Stated exercise: Skip the pictures and repeat each line of the data exactly.

Dataset extract:
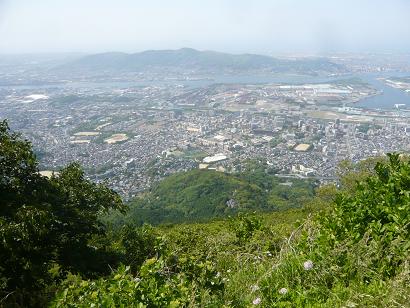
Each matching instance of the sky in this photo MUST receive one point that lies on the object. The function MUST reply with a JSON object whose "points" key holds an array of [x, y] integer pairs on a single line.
{"points": [[237, 26]]}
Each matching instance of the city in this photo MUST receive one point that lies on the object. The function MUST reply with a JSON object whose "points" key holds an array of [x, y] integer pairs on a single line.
{"points": [[134, 136]]}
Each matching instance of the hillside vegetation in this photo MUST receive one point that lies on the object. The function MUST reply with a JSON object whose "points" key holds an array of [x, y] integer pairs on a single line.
{"points": [[191, 59], [200, 195], [346, 247]]}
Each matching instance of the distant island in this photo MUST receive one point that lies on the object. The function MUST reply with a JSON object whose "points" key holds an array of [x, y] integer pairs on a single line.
{"points": [[191, 60]]}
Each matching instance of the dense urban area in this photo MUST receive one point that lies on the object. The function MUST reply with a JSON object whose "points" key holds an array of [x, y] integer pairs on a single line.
{"points": [[134, 135]]}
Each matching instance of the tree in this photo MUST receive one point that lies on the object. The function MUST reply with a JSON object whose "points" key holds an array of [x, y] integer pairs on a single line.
{"points": [[44, 221]]}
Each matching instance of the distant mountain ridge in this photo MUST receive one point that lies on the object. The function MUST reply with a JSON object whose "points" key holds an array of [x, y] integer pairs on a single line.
{"points": [[188, 59]]}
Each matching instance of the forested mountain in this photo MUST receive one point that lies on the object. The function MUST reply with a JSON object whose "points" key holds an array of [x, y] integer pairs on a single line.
{"points": [[200, 195], [197, 61], [344, 246]]}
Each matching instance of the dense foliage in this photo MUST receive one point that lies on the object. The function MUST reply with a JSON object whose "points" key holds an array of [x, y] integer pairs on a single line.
{"points": [[200, 195], [347, 247], [46, 223]]}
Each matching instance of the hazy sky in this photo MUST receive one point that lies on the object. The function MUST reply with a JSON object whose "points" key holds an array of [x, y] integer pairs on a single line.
{"points": [[258, 26]]}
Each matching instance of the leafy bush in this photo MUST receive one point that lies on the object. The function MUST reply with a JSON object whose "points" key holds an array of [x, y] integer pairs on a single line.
{"points": [[158, 284]]}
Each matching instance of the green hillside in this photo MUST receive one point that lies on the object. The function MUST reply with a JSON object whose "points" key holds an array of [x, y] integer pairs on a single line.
{"points": [[200, 195], [191, 59], [346, 246]]}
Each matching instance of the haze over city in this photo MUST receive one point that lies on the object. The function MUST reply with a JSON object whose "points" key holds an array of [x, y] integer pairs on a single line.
{"points": [[264, 27]]}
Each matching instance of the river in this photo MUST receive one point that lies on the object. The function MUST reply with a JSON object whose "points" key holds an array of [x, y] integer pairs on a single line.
{"points": [[389, 97]]}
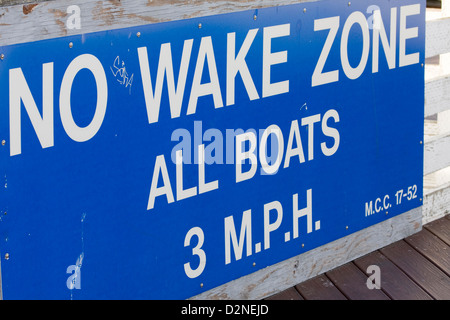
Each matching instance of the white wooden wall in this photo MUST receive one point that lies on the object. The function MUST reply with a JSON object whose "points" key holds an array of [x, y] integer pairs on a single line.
{"points": [[437, 112]]}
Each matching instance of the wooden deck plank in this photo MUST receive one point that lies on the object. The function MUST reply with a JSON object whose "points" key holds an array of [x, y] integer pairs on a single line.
{"points": [[288, 294], [319, 288], [351, 281], [432, 247], [440, 228], [396, 284], [427, 275]]}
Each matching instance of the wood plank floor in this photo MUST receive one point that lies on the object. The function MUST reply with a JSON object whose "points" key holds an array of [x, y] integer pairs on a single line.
{"points": [[415, 268]]}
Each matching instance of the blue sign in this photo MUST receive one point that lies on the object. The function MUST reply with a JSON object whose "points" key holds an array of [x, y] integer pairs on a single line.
{"points": [[161, 161]]}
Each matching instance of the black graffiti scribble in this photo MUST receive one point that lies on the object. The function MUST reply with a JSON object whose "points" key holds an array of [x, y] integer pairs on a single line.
{"points": [[121, 73]]}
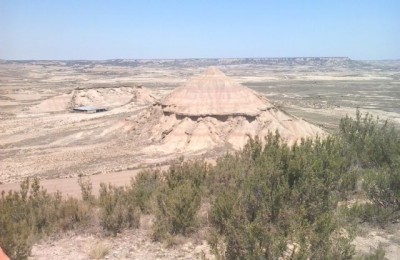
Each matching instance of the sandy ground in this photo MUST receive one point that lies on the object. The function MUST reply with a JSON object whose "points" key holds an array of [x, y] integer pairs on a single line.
{"points": [[39, 136]]}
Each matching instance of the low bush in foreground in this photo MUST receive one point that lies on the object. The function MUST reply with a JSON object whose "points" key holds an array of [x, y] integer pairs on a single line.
{"points": [[265, 202]]}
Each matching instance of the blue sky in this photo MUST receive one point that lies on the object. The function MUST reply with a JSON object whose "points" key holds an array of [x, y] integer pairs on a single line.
{"points": [[89, 29]]}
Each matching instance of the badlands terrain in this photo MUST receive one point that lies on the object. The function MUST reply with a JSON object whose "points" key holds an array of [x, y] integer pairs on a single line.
{"points": [[41, 136]]}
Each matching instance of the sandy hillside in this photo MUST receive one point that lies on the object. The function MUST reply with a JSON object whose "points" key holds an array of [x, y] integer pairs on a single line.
{"points": [[212, 111]]}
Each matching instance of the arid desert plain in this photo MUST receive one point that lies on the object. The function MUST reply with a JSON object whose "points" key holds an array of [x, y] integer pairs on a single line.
{"points": [[42, 136]]}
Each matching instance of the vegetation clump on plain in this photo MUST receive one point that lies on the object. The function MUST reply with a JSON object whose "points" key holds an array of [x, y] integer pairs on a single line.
{"points": [[267, 201]]}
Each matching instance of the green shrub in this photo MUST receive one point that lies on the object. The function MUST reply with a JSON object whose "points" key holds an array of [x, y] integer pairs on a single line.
{"points": [[118, 210], [179, 199], [269, 197], [143, 189], [368, 141], [32, 212]]}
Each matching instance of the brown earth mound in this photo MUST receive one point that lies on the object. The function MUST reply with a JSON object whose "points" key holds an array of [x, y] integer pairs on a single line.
{"points": [[109, 97], [212, 111]]}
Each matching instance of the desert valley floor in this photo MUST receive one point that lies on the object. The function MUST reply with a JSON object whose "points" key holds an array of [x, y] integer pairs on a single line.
{"points": [[41, 136]]}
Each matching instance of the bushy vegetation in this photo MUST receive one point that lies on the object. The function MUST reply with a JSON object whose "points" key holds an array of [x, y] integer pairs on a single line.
{"points": [[31, 213], [265, 202]]}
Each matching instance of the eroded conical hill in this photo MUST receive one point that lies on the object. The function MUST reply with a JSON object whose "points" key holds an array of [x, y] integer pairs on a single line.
{"points": [[213, 93], [213, 111]]}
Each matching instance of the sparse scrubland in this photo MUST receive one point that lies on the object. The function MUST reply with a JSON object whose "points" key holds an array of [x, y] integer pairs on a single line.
{"points": [[267, 201]]}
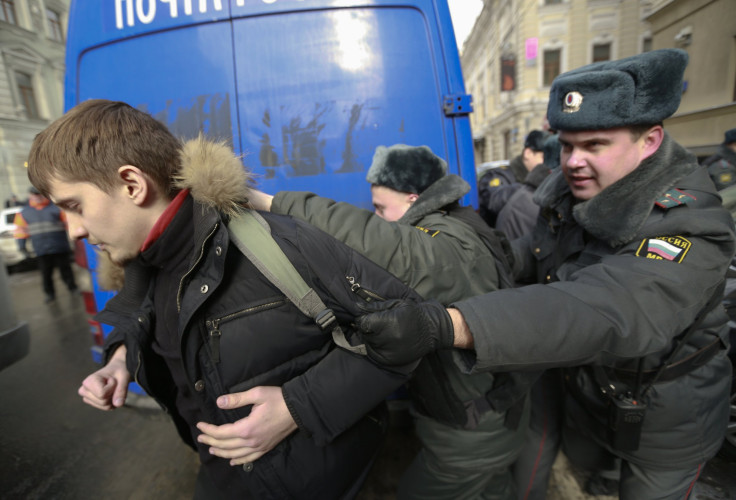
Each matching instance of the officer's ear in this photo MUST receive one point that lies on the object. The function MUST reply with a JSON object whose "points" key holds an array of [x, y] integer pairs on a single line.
{"points": [[650, 141]]}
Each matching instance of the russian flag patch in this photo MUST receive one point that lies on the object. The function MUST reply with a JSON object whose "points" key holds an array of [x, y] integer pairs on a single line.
{"points": [[672, 248]]}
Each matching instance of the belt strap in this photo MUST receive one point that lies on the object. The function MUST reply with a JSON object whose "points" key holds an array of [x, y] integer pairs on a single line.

Exercise output:
Each matching instance of the sky in this photo MUST receive one point that lies on the object. The function MUST reply with a JSON object whose "points" key holds an array of [x, y] integer pairs on a single line.
{"points": [[237, 26]]}
Each matching instance of the city in this photo MUST receive one point that lies on the object. The function MUST reply with a JSON object whose "points" key holds an array of [x, y] integer pairs on a single line.
{"points": [[134, 136]]}
Each matching instance of the hillside vegetation in this photo MUST receive one point that lies on the object. The function MUST reply with a JSON object whose "points" key holds an array of [x, y] integer pairs on a single line.
{"points": [[191, 59], [200, 195], [346, 247]]}
Each matching instance of the distant island in this photo MUST receive one point that lies on the object. The function MUST reply with a JSON object whose "points" key holds an array of [x, y] integer pairs on a single line.
{"points": [[191, 60]]}
Each matching instance of the dense urban area in this photo MUST receive one point that lies on the object. The function MUST reply with a JSON object whose "points" key holds an array of [x, y] integer pairs on a single line.
{"points": [[134, 135]]}
Each matching instance of the tree in this photo MUST receive one point that lies on the object. The function MUST reply with a JSON object whose "points" key holds an array of [x, y] integer pairs on a single line.
{"points": [[44, 221]]}
Each matching instance of the distant mountain ridge in this photo MUST receive one point that lies on the object. The function MUST reply with a JSON object whose "points" key holds an array of [x, y] integer pairs on a single line.
{"points": [[188, 59]]}
Each matching instance of the forested mountain in this photo MUST receive one point that lies on the object. The function MUST reply with a JSON object whose "points" key holds an array of [x, y] integer pairs on a single line.
{"points": [[200, 195], [197, 61], [344, 246]]}
Each matching instance of the dense foliage in this photo MUST receive one point that lies on the object. The function MUST reply with a JSON object whose "points" key holds an array of [x, y] integer pairs on a single line.
{"points": [[200, 195], [347, 247], [46, 223]]}
Each matching instance of the hazy sky in this photo MUST receive one point that lies on the object. The function MUST reply with a JSON object whose "points" key holds an array of [x, y] integer pairs on a single line.
{"points": [[258, 26]]}
Each matching instance of the leafy bush in this photo MUST receive one point that lies on the object. The function MUST reply with a JSON object whose "points" key holds an array of [x, y] integer pairs on a single line.
{"points": [[158, 284]]}
Each matching instance of the green hillside in this photo MUST receive one point that lies on the object. The function MUST reply with a JSON object whose "points" key holds an array of [x, y] integer pairs on a single line.
{"points": [[200, 195], [191, 59], [346, 246]]}
Each matching instance of the haze over city in this photo MUST receive one point that lies on the object. The function MUST reply with a JSON object whose "points" key holds an array of [x, y] integer pairs on a single line.
{"points": [[264, 27]]}
Each matching instance of the river in this photo MUST receive one point that lies on the object. The function MUST reply with a JSON object whose "points" key holds an array of [x, y] integer pairs on a single line.
{"points": [[389, 97]]}
Each matching instance of the white wooden wall in this photo MUST receive one point that lies on the object. The function MUST reply with a JSON object whose "points" key holds an array of [x, y] integer pairs on a single line.
{"points": [[437, 112]]}
Each matching instance of the wooden deck plank in this photo MUST receive one point that lies on the object. The function MUST reply with a JSON object whose "points" key holds an array of [x, y] integer pairs on a single line.
{"points": [[288, 294], [319, 288], [351, 281], [432, 247], [440, 228], [396, 284], [427, 275]]}
Each matching instance of the wood plank floor in this photo MUST receive one point that lies on the object. The function MUST reply with a JSON object whose "points" key holds an array of [x, y] integer pairs on a single line.
{"points": [[415, 268]]}
Each matching instance of the blue sign in this photo MUST receive one point that lies on the object. The function MUST reply with a JSON object whose "points" key holds an array of [x, y] integer pairs on a single line.
{"points": [[161, 161]]}
Each matching instance of the black graffiti scribble in this photo MUST receive one point that lies on the object. The function MUST reply with a JSON object whose "points" key holds an array of [x, y] integer pairs on a single line.
{"points": [[121, 73]]}
Each matching instance of the sandy ground in this photo MUST receive one point that lies on the object. The function MUST reply with a JSON object whose "points" key holds an array of [x, y] integer pairs on a single line.
{"points": [[39, 136]]}
Each matching instance of the low bush in foreground in this photo MUST receive one point that lies on the object. The function MUST reply with a JSON object whose "points" key holds an array of [x, y] integer pairs on a single line.
{"points": [[265, 202]]}
Each matching instance of the blue sky in this photo MUST receive one point that lies on the object. The function MUST reply with a JSON object whose "points" key holds an array of [x, y] integer pairs on a single line.
{"points": [[89, 29]]}
Each matching instance of the badlands terrain in this photo MUST receive one point that lies on the object. The function MUST reply with a JSON object whose "points" key holds an array of [x, y] integer pairs on a single line.
{"points": [[41, 136]]}
Each matching instance of the sandy hillside in this photo MUST receive one point that lies on the object. The function MUST reply with a JSON object whose "points" key holds an array of [x, y] integer pairs on a single line.
{"points": [[212, 111]]}
Each matching instance of the arid desert plain in this photo MUST receive one point that lies on the object. The function MUST reply with a JSON object whose "points" key holds an array of [x, y] integer pairs on a single line.
{"points": [[42, 136]]}
Each matching instance of the vegetation clump on plain in this photo MUST receive one point that lies on the object. The function MUST reply with a JSON object whose "points" key holds an array of [x, y] integer pairs on a single line.
{"points": [[267, 201]]}
Each matching instance of the green shrub in this photo MUST receive one point that lies on the object. The function MUST reply with a JSON object whose "points" key holds an array of [x, y] integer pairs on a single line.
{"points": [[118, 210], [179, 199], [269, 197], [143, 189], [368, 141], [32, 212]]}
Each matching instance of the brown earth mound in this photo MUST receive one point that lies on the object. The function MUST reply with a JSON object whose "points" key holds an array of [x, y] integer pairs on a single line.
{"points": [[109, 97], [212, 111]]}
Each matching instance of the desert valley floor in this photo MUST receive one point that lies on the object. The function MUST reply with a JSON object whose "points" key holds an array of [x, y] integer pairs on a single line.
{"points": [[41, 136]]}
Each matching instance of the bushy vegetation in this photo MUST receive one point that lies on the object. The function MUST reply with a JSON object whose "points" key holds an array of [x, y] integer pairs on a single line.
{"points": [[31, 213], [265, 202]]}
Each matching instance of the eroded conical hill in this photo MUST receive one point that lies on the object. The function MUST reply with a JSON object whose "points" key holds an array of [x, y] integer pairs on a single line.
{"points": [[213, 93], [213, 111]]}
Each matching instance of the sparse scrubland in this photo MUST receive one point that lies on the object. The function MUST reply with a JSON object whose "points" key holds an array of [x, y] integer pairs on a single line.
{"points": [[267, 201]]}
Each matching instance of the officer's ear in this photo MUST receive one point that lies on the object. The function MUST reply with a JSON object whose "points" key holds an array of [x, y] integer pairs on a single line.
{"points": [[650, 141]]}
Each matching instance of the russian flag patch in this photo MUST receive one point that lies on the object. The function MUST reply with a JSON object whose "points" key holds an array of [x, y] integer pairs on a single line.
{"points": [[672, 248]]}
Each matching instance of the belt strap in this photo MUST receive one point that lies on the object. The function MUST reply with a JSON object whose "points" key holds an array of [x, y] integer pairs on a single line.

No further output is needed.